# [Stated goal]
Give again, word for word, only the lines from the one containing "the fish scales." through the final line.

# [Recorded data]
---------------
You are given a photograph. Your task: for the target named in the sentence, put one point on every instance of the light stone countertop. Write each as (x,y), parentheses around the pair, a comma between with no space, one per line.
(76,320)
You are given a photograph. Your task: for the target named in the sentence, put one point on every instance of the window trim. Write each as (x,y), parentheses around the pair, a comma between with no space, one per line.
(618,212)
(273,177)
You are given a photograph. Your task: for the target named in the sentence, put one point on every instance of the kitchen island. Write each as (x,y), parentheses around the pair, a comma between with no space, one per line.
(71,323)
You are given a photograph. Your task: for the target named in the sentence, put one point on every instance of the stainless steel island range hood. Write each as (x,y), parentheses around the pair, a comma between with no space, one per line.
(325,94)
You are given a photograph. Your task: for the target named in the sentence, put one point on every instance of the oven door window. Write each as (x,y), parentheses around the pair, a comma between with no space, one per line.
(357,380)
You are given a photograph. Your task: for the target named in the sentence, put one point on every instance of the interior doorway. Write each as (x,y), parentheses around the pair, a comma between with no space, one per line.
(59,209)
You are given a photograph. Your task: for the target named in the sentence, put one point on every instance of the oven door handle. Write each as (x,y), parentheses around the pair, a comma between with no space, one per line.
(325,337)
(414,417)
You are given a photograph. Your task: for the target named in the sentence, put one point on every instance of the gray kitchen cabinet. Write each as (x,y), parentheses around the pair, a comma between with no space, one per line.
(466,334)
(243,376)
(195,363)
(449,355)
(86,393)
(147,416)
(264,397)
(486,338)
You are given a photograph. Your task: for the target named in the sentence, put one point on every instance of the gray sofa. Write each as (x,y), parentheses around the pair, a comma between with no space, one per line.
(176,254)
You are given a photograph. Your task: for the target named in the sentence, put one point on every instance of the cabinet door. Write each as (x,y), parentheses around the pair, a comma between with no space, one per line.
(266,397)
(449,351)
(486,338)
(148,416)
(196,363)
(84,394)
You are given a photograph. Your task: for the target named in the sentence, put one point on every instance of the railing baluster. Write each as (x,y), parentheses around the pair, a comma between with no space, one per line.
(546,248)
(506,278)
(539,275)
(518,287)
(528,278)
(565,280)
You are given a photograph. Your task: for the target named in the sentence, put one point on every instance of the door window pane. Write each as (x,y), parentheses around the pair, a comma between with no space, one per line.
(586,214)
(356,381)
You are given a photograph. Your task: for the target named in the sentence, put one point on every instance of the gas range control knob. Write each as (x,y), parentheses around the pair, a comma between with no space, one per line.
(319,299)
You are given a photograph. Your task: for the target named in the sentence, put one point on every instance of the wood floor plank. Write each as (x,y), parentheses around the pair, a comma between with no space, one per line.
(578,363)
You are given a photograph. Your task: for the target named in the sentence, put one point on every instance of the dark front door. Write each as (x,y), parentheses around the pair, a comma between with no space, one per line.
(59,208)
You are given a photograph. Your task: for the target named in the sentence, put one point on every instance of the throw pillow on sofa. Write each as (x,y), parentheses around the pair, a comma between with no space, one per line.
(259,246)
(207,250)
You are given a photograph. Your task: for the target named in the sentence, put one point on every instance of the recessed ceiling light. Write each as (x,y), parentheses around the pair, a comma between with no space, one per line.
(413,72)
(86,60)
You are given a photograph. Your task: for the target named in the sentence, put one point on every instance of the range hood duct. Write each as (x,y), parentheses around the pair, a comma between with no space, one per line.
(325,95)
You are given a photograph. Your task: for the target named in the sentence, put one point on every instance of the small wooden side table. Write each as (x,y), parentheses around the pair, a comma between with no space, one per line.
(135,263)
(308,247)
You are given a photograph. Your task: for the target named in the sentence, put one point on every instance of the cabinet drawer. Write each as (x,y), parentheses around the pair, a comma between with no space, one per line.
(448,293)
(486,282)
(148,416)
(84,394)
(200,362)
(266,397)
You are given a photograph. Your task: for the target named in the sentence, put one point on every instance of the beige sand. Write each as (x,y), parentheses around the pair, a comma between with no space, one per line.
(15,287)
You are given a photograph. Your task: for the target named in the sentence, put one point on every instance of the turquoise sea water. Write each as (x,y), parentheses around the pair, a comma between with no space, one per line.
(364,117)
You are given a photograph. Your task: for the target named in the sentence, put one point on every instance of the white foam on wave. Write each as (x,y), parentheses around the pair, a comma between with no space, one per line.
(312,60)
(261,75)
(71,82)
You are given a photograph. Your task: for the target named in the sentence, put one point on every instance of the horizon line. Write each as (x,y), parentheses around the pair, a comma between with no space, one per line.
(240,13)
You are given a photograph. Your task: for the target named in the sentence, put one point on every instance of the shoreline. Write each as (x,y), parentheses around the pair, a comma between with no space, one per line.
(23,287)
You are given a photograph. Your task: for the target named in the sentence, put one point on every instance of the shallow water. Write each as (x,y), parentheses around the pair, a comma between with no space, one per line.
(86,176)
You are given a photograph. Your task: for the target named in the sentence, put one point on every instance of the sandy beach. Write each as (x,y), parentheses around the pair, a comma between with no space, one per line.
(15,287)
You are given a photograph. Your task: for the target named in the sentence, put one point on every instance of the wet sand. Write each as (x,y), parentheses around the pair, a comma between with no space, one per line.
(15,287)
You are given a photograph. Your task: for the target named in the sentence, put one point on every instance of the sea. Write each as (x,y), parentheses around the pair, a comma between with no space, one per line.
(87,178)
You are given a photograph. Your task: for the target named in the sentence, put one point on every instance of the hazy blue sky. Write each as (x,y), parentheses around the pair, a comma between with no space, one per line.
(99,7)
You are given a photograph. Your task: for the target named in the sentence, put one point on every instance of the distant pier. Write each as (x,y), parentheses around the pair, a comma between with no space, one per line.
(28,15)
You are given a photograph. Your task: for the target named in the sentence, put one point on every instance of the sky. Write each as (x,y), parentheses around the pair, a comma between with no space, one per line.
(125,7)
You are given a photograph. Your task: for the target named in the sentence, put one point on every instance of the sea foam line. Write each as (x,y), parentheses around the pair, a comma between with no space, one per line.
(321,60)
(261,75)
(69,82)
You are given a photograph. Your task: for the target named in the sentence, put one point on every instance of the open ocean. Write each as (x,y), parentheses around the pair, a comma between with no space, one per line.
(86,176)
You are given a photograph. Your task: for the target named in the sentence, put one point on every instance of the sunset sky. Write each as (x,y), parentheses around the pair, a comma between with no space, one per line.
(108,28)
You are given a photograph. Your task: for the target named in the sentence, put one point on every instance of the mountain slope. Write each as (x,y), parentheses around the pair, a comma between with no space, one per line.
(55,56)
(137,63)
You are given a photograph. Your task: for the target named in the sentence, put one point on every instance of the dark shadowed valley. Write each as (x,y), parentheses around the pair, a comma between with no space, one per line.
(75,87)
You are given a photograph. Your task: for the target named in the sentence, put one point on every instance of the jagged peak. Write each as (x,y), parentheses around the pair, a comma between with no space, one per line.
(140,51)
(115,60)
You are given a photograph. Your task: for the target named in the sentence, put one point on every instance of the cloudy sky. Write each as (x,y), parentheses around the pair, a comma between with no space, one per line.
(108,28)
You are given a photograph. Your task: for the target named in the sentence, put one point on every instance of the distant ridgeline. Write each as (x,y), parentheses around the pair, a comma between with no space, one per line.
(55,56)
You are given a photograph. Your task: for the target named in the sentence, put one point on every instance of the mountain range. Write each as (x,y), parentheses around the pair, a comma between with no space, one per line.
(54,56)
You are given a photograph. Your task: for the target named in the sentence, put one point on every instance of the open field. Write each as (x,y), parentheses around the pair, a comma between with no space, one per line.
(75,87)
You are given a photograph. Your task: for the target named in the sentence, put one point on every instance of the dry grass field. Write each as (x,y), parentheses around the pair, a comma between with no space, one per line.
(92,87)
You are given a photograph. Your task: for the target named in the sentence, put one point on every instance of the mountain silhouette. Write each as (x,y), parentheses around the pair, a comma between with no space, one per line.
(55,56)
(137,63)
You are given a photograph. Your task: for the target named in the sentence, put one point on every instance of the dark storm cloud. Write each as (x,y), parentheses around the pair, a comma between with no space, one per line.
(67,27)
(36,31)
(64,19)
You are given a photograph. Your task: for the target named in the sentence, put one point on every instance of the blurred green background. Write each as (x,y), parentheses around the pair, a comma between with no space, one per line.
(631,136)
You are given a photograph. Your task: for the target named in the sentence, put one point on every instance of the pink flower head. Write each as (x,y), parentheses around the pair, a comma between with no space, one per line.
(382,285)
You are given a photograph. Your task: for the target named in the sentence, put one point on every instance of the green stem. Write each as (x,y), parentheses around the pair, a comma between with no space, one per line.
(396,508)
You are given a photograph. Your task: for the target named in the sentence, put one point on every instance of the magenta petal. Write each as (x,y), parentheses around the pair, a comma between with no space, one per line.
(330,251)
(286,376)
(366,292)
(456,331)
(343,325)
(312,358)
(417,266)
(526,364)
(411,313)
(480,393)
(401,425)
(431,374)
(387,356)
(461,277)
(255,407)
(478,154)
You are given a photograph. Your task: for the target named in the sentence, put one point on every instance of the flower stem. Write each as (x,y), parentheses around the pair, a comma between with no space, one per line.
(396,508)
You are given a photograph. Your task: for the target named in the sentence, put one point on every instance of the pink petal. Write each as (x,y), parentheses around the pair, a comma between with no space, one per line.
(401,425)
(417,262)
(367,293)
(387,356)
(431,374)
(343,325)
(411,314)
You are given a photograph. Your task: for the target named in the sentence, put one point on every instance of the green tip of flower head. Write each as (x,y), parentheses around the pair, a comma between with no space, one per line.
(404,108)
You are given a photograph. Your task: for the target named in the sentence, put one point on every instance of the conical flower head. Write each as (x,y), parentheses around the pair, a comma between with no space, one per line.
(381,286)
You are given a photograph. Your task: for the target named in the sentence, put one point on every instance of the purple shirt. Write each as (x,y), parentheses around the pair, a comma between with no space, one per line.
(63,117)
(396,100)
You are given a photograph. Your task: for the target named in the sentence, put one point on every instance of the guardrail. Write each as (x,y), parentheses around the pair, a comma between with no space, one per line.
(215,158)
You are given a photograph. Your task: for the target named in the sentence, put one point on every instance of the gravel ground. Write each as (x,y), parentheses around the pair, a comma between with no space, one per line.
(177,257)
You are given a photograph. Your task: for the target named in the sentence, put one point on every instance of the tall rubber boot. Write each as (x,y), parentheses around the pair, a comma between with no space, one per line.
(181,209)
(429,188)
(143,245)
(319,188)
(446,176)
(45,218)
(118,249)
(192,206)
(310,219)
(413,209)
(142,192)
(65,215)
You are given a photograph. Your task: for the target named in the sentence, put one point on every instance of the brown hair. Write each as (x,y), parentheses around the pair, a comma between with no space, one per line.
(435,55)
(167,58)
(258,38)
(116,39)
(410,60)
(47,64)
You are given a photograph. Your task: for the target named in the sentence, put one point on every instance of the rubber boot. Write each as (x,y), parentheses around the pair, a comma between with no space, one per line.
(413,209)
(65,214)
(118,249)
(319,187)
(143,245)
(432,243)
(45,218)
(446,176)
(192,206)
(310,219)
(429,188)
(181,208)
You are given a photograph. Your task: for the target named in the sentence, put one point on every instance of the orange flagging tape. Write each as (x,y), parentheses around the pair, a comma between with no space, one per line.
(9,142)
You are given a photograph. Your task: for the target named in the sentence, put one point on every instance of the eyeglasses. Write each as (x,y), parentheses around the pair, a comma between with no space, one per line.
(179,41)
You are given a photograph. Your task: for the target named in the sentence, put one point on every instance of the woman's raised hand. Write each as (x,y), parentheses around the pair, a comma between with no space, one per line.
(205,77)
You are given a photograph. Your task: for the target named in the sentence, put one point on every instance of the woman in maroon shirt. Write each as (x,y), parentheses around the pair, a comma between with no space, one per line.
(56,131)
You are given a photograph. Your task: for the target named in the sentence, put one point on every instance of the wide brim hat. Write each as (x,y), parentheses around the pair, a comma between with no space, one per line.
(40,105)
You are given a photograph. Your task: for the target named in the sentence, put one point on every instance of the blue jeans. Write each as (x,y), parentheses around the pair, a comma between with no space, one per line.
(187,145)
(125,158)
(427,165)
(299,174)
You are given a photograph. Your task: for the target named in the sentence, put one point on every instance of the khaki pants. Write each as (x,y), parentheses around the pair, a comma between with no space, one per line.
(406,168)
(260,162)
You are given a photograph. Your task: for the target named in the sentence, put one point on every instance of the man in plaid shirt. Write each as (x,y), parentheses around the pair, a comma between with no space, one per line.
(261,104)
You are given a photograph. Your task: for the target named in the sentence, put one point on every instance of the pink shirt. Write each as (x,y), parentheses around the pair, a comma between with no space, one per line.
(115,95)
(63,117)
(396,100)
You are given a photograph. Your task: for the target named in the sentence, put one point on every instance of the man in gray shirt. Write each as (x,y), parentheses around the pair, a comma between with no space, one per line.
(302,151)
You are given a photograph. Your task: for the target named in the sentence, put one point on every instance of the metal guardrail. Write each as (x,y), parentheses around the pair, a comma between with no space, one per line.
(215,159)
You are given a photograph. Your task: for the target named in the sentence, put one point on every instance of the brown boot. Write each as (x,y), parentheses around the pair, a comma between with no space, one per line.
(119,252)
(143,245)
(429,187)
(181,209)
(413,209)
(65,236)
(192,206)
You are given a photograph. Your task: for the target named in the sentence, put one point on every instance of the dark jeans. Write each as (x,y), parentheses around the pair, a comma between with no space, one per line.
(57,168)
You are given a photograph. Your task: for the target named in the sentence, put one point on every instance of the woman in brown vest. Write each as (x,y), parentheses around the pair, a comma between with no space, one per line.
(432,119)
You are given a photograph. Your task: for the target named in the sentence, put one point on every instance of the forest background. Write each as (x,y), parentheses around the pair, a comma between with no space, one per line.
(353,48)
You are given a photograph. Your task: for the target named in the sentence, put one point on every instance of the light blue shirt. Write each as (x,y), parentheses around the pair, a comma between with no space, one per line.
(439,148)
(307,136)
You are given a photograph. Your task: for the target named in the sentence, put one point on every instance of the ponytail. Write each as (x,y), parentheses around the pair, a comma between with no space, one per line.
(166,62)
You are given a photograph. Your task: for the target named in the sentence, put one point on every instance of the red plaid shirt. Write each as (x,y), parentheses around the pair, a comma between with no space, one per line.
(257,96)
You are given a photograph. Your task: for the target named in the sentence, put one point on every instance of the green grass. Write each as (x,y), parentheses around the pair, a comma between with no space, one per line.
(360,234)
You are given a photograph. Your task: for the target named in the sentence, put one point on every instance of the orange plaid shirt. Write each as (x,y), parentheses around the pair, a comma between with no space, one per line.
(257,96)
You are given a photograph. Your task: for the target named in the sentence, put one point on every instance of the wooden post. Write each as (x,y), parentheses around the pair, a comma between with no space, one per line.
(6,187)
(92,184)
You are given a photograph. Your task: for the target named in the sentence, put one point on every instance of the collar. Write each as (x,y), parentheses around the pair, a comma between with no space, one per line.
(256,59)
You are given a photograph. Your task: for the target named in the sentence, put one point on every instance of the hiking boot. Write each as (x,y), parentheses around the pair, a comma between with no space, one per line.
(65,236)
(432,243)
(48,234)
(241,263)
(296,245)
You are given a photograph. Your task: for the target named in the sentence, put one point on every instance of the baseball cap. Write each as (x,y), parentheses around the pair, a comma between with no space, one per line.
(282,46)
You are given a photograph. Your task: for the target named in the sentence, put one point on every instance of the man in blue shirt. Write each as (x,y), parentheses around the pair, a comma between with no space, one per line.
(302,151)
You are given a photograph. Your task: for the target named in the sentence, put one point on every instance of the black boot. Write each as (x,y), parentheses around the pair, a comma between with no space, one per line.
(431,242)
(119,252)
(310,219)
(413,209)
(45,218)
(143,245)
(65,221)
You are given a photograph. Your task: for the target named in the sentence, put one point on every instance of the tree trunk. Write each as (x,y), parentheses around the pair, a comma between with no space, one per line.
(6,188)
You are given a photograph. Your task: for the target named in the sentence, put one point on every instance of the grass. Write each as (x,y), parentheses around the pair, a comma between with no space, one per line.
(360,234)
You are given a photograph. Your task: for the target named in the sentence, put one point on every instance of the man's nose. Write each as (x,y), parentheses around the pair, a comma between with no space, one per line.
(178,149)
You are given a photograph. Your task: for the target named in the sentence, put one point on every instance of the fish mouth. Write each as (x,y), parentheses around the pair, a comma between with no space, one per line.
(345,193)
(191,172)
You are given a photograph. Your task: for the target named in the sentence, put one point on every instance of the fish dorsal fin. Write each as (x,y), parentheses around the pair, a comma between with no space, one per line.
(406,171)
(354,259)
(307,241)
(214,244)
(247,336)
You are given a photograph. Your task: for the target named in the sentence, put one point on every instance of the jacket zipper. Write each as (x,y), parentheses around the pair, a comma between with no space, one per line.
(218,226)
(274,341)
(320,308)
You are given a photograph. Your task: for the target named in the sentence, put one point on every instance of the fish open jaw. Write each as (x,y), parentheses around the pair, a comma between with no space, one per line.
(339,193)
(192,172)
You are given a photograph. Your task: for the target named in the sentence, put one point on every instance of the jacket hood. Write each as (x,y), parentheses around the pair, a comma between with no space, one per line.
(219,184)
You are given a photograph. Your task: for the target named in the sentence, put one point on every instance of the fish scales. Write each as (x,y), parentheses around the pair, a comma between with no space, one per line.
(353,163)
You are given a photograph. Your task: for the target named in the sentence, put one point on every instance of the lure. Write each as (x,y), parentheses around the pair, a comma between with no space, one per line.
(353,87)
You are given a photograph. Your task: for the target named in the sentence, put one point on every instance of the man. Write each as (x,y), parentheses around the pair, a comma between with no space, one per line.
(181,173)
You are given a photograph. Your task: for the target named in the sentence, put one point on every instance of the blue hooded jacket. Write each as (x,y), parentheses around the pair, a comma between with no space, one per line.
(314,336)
---------------
# [Exercise output]
You are given a photograph. Your task: for the target named in the sentence, put one point on every instance of the fish scales. Write each as (x,y), parentheses around the pair, a comma between with no space, one per line.
(353,163)
You are given a photograph. Your task: for the target named in the sentence, put one point on every instance of the lure. Write each as (x,y), parentheses around the pair, a comma between with no space, one per line.
(353,87)
You are given a photograph. Your task: for the target named in the sentence, put one point on every instance of the man. Write each as (x,y), parentheses around the pair, a comma between with no space, one per line.
(181,173)
You are given a photograph. Your task: for the target named in the sentence, put one point on every instance of the blue hooded jacket. Write each as (x,y), parentheses around the pair, a comma between with no space, one per line.
(314,336)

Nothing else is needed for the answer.